DIRECTIVE => Gather each line below that contains the word "white", and copy those lines out in full.

Entries drawn from a collection
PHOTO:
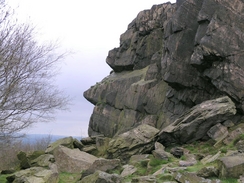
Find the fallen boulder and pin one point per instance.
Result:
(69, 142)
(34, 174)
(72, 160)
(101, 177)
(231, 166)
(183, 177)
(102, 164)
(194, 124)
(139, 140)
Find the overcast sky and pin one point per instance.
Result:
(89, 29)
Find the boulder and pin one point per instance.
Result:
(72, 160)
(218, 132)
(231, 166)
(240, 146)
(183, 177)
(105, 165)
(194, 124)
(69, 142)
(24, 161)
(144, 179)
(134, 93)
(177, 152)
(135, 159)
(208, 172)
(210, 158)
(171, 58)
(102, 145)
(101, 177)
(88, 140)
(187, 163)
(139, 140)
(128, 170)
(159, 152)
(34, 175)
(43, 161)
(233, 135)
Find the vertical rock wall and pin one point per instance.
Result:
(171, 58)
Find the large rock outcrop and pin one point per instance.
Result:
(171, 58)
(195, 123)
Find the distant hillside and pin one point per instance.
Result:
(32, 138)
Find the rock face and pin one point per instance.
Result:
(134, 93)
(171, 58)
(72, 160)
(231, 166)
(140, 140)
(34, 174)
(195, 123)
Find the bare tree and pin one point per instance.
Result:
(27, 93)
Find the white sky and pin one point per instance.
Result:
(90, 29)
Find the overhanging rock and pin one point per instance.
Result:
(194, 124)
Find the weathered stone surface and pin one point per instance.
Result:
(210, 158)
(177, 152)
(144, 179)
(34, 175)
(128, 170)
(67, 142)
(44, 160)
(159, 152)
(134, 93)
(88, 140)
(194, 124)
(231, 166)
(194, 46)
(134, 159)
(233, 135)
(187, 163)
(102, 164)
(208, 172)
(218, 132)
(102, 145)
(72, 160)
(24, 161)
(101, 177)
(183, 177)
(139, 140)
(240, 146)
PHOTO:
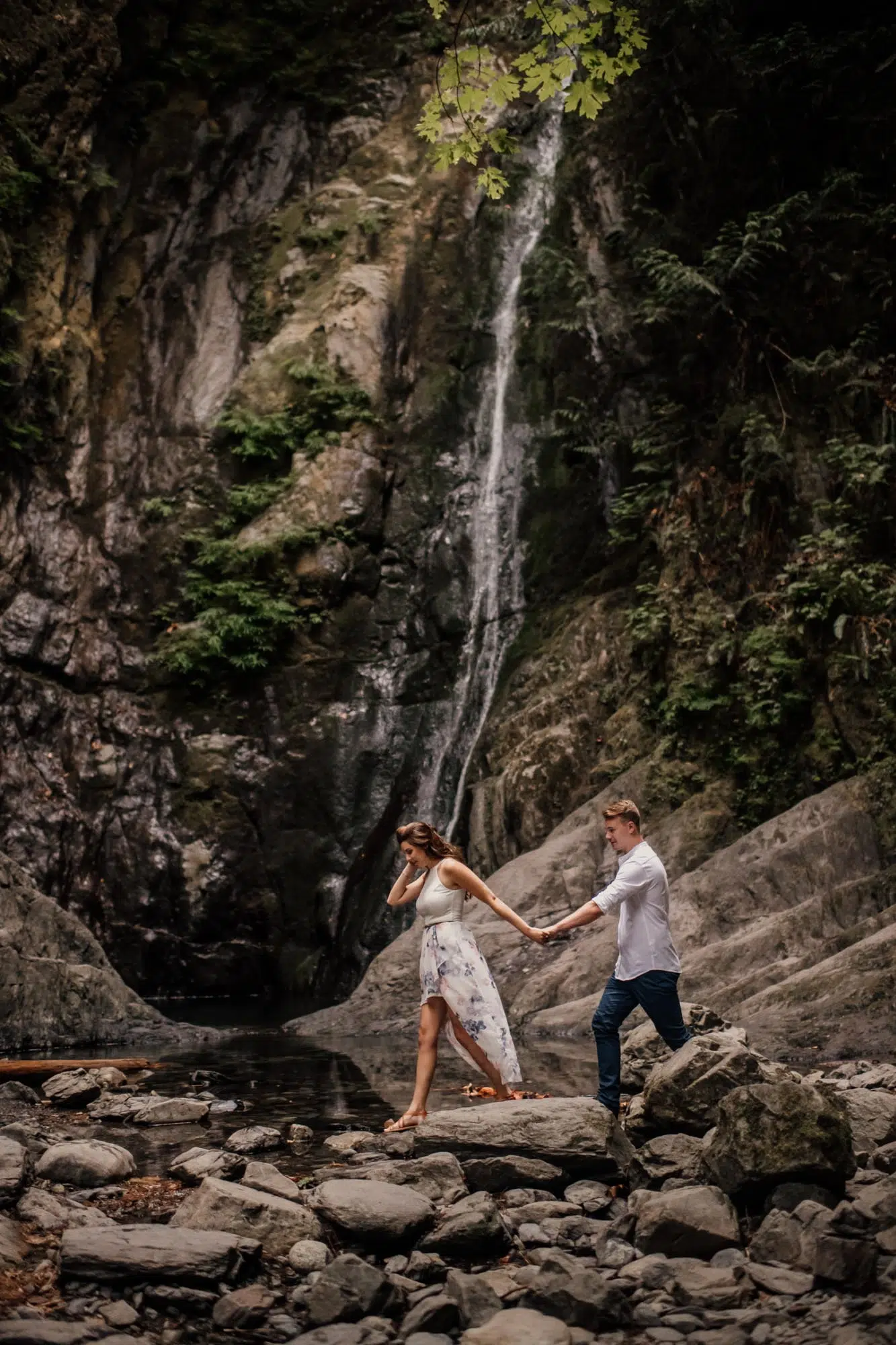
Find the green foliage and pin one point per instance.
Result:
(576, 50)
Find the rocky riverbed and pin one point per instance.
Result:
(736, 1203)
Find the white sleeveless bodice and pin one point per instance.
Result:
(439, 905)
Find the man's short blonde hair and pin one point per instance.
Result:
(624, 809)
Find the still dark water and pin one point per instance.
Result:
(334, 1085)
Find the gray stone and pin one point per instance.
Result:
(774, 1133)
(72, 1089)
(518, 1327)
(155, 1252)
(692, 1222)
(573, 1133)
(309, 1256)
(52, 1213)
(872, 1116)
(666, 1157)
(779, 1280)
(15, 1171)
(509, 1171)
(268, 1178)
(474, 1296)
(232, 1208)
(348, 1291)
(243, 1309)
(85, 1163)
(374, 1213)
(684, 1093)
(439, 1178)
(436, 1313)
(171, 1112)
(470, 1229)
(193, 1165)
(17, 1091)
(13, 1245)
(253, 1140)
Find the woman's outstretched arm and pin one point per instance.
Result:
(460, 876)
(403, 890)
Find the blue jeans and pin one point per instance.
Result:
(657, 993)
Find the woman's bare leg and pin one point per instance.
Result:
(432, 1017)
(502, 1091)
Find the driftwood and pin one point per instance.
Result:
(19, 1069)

==

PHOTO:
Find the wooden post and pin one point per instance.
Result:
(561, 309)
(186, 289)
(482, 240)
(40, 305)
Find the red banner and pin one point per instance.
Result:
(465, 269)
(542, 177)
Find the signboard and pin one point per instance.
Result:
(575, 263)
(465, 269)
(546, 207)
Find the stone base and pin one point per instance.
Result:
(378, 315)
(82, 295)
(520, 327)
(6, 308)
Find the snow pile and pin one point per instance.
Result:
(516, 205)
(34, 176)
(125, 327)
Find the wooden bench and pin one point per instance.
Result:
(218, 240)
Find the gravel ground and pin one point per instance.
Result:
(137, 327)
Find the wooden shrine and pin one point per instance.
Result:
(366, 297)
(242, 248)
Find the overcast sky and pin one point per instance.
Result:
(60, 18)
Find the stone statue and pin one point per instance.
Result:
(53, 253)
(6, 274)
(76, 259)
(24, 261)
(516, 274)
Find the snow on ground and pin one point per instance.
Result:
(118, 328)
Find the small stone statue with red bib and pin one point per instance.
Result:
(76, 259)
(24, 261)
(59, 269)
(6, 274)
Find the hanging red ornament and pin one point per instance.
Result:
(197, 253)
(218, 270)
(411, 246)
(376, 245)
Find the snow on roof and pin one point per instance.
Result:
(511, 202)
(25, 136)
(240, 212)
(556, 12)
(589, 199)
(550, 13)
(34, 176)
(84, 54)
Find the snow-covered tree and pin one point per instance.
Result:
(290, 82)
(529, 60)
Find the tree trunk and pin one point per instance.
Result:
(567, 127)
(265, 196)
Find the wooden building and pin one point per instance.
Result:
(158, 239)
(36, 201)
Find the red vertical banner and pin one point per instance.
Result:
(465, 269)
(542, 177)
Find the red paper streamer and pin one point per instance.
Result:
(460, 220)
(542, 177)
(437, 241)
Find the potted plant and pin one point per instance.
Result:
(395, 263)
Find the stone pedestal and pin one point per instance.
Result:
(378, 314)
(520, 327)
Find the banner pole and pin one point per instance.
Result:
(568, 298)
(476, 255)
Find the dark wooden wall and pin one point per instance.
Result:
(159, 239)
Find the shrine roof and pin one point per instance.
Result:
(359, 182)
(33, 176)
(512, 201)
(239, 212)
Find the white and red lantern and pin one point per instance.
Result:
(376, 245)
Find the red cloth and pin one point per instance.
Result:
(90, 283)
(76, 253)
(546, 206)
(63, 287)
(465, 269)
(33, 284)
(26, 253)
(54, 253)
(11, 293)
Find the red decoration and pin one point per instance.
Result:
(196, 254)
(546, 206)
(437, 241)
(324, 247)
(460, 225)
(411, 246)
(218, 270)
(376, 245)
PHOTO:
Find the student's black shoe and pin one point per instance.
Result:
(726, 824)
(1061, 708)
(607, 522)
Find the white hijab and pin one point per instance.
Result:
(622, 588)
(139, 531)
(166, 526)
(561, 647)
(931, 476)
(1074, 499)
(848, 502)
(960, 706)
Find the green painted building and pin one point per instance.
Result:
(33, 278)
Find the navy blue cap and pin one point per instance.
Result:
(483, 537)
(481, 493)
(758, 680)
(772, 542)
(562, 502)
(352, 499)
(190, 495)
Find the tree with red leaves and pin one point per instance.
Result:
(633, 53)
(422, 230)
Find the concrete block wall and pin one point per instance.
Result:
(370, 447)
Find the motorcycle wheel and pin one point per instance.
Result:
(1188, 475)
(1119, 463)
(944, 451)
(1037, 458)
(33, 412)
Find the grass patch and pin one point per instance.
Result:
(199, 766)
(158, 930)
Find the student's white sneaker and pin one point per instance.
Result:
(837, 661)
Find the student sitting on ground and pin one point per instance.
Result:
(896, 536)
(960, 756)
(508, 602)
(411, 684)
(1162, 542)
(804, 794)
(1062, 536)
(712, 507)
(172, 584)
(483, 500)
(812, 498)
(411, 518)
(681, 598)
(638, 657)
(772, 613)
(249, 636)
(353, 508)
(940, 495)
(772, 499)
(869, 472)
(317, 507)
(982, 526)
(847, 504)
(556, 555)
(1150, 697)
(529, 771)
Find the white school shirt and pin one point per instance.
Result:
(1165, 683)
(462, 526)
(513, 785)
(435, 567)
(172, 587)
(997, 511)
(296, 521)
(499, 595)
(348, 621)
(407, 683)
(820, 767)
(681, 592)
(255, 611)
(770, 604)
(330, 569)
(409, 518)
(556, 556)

RESULT FOR THIS TASK =>
Find the white sky and pin one point per instance.
Find the white sleeveless bodice and pin one point per instance.
Find the white and red lantern and pin one point per instance.
Find the white hijab and pin one point per instance.
Find the student's white sneaker and pin one point per instance.
Find the white school shirt and pin one point per instance.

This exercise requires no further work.